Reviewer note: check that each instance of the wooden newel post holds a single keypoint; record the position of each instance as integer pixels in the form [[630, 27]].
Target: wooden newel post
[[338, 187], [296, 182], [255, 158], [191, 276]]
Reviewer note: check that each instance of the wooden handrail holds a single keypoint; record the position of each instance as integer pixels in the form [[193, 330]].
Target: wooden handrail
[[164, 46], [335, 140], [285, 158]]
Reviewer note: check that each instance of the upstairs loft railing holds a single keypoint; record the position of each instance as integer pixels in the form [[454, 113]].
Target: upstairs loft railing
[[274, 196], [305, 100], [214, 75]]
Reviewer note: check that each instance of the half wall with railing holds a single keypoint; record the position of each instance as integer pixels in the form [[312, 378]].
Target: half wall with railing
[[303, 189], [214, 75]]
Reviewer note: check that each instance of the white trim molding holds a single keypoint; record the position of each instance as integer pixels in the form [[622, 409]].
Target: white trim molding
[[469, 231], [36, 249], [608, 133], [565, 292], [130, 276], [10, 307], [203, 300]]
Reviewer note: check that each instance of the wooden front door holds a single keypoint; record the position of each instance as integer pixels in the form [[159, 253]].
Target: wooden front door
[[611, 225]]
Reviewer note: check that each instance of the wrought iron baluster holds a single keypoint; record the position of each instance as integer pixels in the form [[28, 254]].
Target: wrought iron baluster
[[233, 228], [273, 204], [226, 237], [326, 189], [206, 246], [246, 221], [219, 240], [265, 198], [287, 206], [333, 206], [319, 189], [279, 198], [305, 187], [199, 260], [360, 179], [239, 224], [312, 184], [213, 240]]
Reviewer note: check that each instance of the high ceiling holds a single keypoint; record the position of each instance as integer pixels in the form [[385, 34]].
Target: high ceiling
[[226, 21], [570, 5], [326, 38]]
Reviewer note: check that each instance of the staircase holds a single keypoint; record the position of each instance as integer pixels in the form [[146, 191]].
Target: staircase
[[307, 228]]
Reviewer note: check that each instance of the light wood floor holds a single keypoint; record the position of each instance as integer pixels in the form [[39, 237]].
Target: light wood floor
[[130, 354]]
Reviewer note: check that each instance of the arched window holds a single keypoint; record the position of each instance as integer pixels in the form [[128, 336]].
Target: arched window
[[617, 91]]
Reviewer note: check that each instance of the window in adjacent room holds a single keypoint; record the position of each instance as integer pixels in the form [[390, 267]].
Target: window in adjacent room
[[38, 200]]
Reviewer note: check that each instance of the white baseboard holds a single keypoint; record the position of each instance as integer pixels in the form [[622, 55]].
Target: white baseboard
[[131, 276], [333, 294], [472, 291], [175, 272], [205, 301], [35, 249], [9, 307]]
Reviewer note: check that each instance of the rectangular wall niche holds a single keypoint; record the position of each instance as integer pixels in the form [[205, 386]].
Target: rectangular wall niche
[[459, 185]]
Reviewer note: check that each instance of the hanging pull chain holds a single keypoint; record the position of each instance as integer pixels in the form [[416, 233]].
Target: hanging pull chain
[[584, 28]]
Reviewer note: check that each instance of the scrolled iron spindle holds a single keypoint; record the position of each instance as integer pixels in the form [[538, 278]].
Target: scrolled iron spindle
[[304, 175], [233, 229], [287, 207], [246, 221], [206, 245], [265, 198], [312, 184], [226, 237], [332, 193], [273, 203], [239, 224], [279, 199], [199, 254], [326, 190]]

^^^^^^^^^^^^^^^^

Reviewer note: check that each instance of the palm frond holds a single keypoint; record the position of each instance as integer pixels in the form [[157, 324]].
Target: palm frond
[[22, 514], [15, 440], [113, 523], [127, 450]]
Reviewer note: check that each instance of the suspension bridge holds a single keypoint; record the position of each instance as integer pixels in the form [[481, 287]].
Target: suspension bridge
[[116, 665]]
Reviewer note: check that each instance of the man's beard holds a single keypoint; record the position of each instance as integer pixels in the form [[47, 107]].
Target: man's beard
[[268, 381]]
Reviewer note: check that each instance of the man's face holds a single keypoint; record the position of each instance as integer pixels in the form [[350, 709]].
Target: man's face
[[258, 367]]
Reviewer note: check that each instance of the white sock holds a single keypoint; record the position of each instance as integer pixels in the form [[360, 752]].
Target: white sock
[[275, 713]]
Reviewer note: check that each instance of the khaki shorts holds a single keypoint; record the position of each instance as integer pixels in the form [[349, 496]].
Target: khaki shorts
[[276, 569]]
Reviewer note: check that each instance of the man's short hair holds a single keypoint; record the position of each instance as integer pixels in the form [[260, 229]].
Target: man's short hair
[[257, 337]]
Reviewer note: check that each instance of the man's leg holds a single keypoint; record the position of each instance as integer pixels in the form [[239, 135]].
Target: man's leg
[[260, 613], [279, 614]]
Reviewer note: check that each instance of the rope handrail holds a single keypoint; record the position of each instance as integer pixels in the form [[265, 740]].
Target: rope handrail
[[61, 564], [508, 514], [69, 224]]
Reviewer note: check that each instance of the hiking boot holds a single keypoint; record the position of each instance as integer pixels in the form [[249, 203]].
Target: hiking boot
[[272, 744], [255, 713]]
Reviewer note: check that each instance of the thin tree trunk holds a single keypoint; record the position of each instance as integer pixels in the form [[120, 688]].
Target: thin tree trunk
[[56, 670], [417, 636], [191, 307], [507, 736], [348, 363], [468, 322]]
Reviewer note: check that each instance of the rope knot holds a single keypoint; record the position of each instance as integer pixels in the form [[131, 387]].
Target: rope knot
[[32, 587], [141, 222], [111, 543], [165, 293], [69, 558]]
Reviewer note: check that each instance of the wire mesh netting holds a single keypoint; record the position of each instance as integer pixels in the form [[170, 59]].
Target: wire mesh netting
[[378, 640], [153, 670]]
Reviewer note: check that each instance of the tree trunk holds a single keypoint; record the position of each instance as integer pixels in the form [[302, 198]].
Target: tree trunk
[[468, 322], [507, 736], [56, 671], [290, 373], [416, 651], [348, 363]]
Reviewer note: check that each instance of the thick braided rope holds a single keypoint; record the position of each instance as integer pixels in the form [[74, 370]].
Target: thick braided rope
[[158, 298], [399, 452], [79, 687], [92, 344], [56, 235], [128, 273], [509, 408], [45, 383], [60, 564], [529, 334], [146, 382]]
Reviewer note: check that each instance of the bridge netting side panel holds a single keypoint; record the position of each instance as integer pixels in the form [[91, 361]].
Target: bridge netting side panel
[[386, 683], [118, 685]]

^^^^^^^^^^^^^^^^

Swap "keypoint" for "marker" in the items from the line with "Reviewer note: check that each instance of the wooden newel" up to and including the line with "184], [213, 240]]", and write out only those lines again with everything else left as it is.

Reviewer note: check that each instance of the wooden newel post holds a single marker; record the position of each instance as integer pixels in the form [[630, 27]].
Target: wooden newel post
[[338, 187], [296, 182], [255, 158], [191, 276]]
Reviewer note: check that each instance of the wooden handrail holds a single marker; record the position of each instance as integer pixels in the form [[193, 330]].
Target: wooden handrail
[[164, 46], [335, 140], [285, 158]]
Reviewer note: check that each instance of the upstairs loft railing holds a single marker; record the position of each instance as integer pixels in the form [[454, 113]].
Target: upstairs loft railing
[[274, 196], [305, 100], [214, 75]]
Reviewer note: check that each instance of the half wall with railing holds a single marker; record the position of each instance as integer pixels in the form [[312, 378]].
Target: half wall with railing
[[303, 189], [214, 75]]
Reviewer note: check that each instance of the white trim molding holds a single marker; record the position of each instance as integer pixels in the form [[622, 409]].
Target: white trim molding
[[469, 231], [36, 249], [608, 133], [565, 292], [130, 276], [10, 307], [203, 300]]
Reviewer note: check that each instance of the wooden front door holds a single marker; record the position of each instance as integer pixels in the form [[159, 253]].
Target: wooden front door
[[611, 225]]
Reviewer note: check that each instance of the wrought iron baluster holds a single marker; record the position of each instance as integer pixels in the form [[28, 254]].
Target: wrought iron baluster
[[233, 228], [273, 204], [226, 237], [326, 189], [206, 246], [246, 221], [219, 240], [265, 198], [287, 206], [333, 206], [319, 189], [279, 198], [305, 187], [199, 260], [360, 179], [239, 224], [312, 184], [213, 240]]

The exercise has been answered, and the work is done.